== WORK TO BE COMPLETED ==
In the mailing-list message about downloaded .deb files, set down word for word the passage from "stanislas_breton at yahoo.co.uk" up to and including "systems (Win, Mac,...)".

== READING TEXT ==
Downloaded .deb safe?
stanislas_breton at yahoo.co.uk
Mon Apr 14 11:13:05 BST 2008
On 4/13/08, Michael Leone <turgon at mike-leone.com> wrote:
> Martin Laberge wrote:
>> Unless you read all the source, understand it, and compile
>> it yourself, with a compiler that you trust (compiled by you)
>> it is absolutely impossible to be sure of the program
>> you install.
>> BUT, no-one is able to read all the source code of all the
>> parts of all the programs who compose a system.
>> You are left with the possibility to trust someone, and do not
>> trust others.
>> At least in linux you have this possibility, to random check a
>> couple of programs, if you wish. With other systems (Win, Mac,...)
>> you do not have that possibility, and you are left with
>> trust, (or distrust).
> Not exclusively; there are many open source programs for the Win
> platform, as well. OpenOffice, GiMP, all the GNU utilities are available
> for Windows (I know, I use them in my scripts, sometimes). So it's not
> *impossible*, but it is vastly harder.

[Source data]
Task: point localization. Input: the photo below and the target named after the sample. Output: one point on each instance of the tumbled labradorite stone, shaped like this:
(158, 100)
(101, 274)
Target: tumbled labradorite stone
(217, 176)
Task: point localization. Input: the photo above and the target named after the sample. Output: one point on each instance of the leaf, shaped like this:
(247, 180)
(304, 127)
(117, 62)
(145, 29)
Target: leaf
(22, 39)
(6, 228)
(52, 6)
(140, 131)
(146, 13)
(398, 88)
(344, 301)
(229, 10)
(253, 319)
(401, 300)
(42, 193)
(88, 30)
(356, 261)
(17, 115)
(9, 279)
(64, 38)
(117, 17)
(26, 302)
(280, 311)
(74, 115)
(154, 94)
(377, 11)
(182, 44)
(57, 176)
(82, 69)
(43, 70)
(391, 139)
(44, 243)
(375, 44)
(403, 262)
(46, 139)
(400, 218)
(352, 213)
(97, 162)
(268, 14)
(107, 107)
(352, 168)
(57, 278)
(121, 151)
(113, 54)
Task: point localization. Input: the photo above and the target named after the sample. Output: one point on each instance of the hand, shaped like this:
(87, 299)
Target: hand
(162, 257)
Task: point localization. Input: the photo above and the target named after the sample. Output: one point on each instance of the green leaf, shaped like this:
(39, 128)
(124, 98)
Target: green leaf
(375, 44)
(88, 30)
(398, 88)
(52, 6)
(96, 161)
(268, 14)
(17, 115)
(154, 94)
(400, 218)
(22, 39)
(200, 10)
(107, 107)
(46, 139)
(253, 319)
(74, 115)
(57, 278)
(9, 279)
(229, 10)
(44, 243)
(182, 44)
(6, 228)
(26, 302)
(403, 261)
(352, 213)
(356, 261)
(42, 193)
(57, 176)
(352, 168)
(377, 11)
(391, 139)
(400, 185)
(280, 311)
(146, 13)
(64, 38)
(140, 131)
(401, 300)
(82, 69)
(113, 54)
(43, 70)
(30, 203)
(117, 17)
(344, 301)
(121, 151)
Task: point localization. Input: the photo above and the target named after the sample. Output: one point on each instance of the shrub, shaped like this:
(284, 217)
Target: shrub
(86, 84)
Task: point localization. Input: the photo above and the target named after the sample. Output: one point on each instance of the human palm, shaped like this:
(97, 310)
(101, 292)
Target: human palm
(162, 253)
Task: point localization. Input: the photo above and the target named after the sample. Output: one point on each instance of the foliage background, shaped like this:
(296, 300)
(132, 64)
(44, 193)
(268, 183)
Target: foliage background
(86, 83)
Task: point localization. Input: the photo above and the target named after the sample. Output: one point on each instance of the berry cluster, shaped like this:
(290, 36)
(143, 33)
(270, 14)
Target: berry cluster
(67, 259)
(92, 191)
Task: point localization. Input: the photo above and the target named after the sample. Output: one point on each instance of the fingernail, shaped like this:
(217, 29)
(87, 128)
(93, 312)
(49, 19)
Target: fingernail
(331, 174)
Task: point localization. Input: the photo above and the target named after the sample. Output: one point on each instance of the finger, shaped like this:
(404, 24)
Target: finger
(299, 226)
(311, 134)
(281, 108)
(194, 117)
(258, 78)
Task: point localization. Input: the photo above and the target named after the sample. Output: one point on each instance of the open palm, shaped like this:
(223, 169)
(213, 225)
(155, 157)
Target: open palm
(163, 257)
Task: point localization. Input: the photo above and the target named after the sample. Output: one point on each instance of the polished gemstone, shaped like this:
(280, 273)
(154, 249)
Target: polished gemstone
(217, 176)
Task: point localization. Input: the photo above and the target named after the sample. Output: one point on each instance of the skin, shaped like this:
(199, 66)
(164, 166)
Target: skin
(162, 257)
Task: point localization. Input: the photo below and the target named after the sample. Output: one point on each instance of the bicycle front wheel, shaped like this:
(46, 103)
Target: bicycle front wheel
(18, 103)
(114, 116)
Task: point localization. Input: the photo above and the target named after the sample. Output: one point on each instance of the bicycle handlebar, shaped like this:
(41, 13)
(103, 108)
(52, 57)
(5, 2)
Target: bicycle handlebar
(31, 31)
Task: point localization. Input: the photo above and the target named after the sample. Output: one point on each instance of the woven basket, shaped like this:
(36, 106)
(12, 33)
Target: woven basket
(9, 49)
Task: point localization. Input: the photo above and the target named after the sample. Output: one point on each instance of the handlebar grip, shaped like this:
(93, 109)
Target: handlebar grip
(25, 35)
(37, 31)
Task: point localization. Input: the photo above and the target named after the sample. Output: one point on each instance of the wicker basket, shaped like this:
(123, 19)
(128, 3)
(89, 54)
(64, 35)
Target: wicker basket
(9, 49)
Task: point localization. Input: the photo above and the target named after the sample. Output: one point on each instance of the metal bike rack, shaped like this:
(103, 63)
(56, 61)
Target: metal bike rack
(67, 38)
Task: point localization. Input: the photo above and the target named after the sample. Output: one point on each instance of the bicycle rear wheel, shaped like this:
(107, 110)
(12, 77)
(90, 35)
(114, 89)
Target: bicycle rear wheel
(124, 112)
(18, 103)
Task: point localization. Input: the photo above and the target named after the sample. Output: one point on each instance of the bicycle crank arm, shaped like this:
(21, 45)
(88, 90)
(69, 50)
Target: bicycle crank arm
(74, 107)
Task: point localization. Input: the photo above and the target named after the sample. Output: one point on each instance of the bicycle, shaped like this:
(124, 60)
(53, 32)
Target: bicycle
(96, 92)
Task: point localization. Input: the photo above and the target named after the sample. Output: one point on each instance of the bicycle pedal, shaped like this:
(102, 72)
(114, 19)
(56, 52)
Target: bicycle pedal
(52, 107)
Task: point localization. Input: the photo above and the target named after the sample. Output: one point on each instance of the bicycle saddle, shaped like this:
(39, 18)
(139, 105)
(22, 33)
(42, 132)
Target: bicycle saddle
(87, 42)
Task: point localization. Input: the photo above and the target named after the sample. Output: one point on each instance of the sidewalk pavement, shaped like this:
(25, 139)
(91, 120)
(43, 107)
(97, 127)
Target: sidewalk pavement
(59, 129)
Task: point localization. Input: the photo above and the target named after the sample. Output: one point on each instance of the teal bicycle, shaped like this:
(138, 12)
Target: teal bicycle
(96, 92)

== SOLUTION FOR THIS PROBLEM ==
stanislas_breton at yahoo.co.uk
Mon Apr 14 11:13:05 BST 2008
On 4/13/08, Michael Leone <turgon at mike-leone.com> wrote:
> Martin Laberge wrote:
>> Unless you read all the source, understand it, and compile
>> it yourself, with a compiler that you trust (compiled by you)
>> it is absolutely impossible to be sure of the program
>> you install.
>> BUT, no-one is able to read all the source code of all the
>> parts of all the programs who compose a system.
>> You are left with the possibility to trust someone, and do not
>> trust others.
>> At least in linux you have this possibility, to random check a
>> couple of programs, if you wish. With other systems (Win, Mac,...)